(Referring expression data)

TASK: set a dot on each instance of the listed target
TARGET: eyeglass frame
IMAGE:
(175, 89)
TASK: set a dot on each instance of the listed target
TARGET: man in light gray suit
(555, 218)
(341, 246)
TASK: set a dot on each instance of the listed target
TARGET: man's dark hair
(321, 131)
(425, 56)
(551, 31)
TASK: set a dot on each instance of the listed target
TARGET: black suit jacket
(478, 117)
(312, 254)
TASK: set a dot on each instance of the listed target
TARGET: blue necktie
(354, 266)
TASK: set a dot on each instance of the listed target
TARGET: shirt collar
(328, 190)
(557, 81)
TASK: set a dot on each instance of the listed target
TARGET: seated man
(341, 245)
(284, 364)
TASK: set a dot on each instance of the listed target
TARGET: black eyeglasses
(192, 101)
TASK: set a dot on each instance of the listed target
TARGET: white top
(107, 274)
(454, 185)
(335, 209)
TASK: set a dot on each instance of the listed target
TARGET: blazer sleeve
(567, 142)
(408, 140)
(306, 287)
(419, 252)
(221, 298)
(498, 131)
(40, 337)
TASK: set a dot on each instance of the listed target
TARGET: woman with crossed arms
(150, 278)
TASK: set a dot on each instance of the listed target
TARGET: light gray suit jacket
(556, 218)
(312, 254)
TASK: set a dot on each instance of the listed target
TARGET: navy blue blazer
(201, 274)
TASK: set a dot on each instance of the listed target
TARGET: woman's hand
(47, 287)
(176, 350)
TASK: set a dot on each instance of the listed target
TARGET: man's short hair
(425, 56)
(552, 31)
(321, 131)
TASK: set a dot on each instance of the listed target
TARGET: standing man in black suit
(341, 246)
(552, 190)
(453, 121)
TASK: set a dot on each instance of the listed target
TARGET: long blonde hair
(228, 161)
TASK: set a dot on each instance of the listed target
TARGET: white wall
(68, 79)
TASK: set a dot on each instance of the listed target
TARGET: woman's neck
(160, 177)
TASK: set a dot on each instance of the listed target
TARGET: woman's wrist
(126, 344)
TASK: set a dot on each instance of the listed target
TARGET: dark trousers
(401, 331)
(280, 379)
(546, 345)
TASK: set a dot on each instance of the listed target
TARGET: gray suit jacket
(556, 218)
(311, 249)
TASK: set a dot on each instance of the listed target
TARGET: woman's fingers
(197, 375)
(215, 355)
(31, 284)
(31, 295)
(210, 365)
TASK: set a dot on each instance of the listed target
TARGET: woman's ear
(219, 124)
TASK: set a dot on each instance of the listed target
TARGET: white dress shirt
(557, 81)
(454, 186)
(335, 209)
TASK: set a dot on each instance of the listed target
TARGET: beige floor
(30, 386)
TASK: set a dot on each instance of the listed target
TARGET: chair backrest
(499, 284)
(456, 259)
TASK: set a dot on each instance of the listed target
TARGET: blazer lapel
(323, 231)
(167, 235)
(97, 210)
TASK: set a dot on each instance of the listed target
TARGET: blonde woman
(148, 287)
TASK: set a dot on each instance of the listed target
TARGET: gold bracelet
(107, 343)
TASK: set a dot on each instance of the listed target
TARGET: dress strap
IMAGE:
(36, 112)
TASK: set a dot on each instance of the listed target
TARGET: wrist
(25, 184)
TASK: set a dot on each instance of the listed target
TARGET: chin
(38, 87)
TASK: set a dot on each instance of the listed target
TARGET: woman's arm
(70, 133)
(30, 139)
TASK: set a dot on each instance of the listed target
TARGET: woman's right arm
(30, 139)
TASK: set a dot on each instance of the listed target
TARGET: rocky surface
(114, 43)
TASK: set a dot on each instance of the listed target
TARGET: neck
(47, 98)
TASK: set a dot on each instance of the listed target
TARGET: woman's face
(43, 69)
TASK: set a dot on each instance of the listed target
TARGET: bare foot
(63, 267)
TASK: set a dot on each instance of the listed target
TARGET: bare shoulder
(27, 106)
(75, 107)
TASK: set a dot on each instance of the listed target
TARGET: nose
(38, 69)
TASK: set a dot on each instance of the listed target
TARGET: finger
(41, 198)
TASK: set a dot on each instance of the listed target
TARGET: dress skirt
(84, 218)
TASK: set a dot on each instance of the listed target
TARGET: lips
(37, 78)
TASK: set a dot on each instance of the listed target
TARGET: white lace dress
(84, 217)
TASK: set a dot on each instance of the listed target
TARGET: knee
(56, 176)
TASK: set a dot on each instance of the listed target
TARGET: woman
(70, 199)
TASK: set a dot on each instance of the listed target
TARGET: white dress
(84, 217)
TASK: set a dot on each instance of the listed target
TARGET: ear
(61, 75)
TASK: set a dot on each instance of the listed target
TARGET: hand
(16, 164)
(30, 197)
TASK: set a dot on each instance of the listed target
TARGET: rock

▸ Work request
Print all records shown above, word for word.

▸ Task output
TASK: set a dot on each instance of the listed target
TARGET: eyeglass frame
IMAGE:
(175, 89)
TASK: set a dot on each instance of the listed target
TARGET: man in light gray suit
(555, 218)
(341, 246)
TASK: set a dot on each instance of the listed target
TARGET: man's dark hair
(321, 131)
(425, 56)
(551, 31)
TASK: set a dot on each instance of the listed target
TARGET: black suit jacket
(478, 117)
(312, 254)
TASK: set a dot on each instance of the listed target
TARGET: blue necktie
(354, 266)
TASK: set a dot on each instance of the listed target
TARGET: shirt collar
(328, 190)
(557, 81)
TASK: set a dot on each instance of the listed target
TARGET: seated man
(341, 245)
(284, 364)
TASK: set a dot on each instance of the listed target
TARGET: black eyeglasses
(192, 101)
TASK: set a dot on each instance of the listed target
TARGET: white top
(107, 274)
(454, 185)
(335, 209)
TASK: set a dot on each instance of the listed target
TARGET: blazer sleeve
(567, 142)
(408, 140)
(306, 287)
(419, 252)
(221, 298)
(498, 131)
(40, 337)
TASK: set a dot on each instance of the listed target
TARGET: woman with crossed arms
(150, 278)
TASK: set a dot on each instance of the listed target
TARGET: light gray suit jacket
(556, 218)
(312, 254)
TASK: set a dot on each instance of the listed target
TARGET: navy blue blazer
(201, 274)
TASK: set a dot on each instance of the listed target
TARGET: woman's hand
(47, 287)
(176, 350)
TASK: set a dot on each instance of the listed target
TARGET: man's short hair
(425, 56)
(552, 31)
(321, 131)
TASK: set a dot on each instance of the listed target
TARGET: standing man in black suit
(341, 246)
(552, 190)
(453, 121)
TASK: set a dot on each instance of the listed target
TARGET: long blonde hair
(228, 161)
TASK: set a dot on each instance of the listed target
TARGET: white wall
(68, 79)
TASK: set a dot on each instance of the listed target
TARGET: woman's neck
(160, 177)
TASK: set a dot on each instance of the listed target
TARGET: woman's wrist
(126, 344)
TASK: set a dot on each instance of the listed target
TARGET: dark trousers
(401, 331)
(280, 379)
(546, 345)
TASK: set a dot on each instance of the listed target
TARGET: gray suit jacket
(556, 218)
(311, 249)
TASK: set a dot on each instance of the listed target
TARGET: woman's fingers
(197, 375)
(215, 355)
(31, 284)
(31, 295)
(210, 365)
TASK: set a dot on each instance of the listed target
TARGET: woman's ear
(219, 124)
TASK: set a dot on each instance of the listed target
TARGET: white dress shirt
(557, 81)
(454, 186)
(335, 209)
TASK: set a dot on each instance of the listed target
TARGET: beige floor
(30, 386)
TASK: set a dot on each instance of the listed target
TARGET: chair backrest
(499, 284)
(456, 259)
TASK: set a dot on each instance of the listed target
TARGET: blazer lapel
(323, 231)
(167, 235)
(97, 210)
TASK: set a dot on each instance of the listed target
TARGET: blonde woman
(148, 287)
TASK: set a dot on each instance of the listed target
TARGET: gold bracelet
(107, 343)
TASK: set a dot on each instance of the listed target
TARGET: dress strap
IMAGE:
(36, 112)
TASK: set a dot on each instance of the listed target
TARGET: wrist
(25, 184)
TASK: set a dot on each instance of the listed target
TARGET: chin
(38, 87)
TASK: set a dot on each instance of the listed target
TARGET: woman's arm
(70, 133)
(30, 139)
TASK: set a dot on each instance of the listed target
TARGET: woman's right arm
(30, 139)
TASK: set a dot on each instance of the listed target
TARGET: rocky surface
(114, 43)
TASK: set a dot on each instance of the listed target
TARGET: neck
(47, 98)
TASK: set a dot on each instance of the listed target
TARGET: woman's face
(43, 69)
TASK: set a dot on each instance of the listed target
TARGET: bare foot
(63, 267)
TASK: set a dot on each instance of the listed target
TARGET: bare shoulder
(27, 106)
(75, 107)
TASK: set a dot on each instance of the listed target
TARGET: nose
(38, 69)
TASK: set a dot on each instance of the listed target
TARGET: finger
(41, 198)
TASK: set a dot on each instance of the listed target
TARGET: dress skirt
(84, 218)
TASK: set a dot on each instance of the listed target
TARGET: lips
(37, 78)
TASK: set a dot on each instance of the listed target
TARGET: white lace dress
(84, 217)
TASK: set a dot on each instance of the listed target
TARGET: knee
(56, 176)
TASK: set a dot on each instance of the listed target
TARGET: woman
(70, 199)
TASK: set a dot on each instance of the listed target
TARGET: white dress
(84, 217)
TASK: set a dot on each instance of the listed target
TARGET: ear
(61, 75)
TASK: set a dot on each instance of the listed target
TARGET: hand
(16, 164)
(30, 197)
TASK: set a dot on each instance of the listed target
TARGET: rock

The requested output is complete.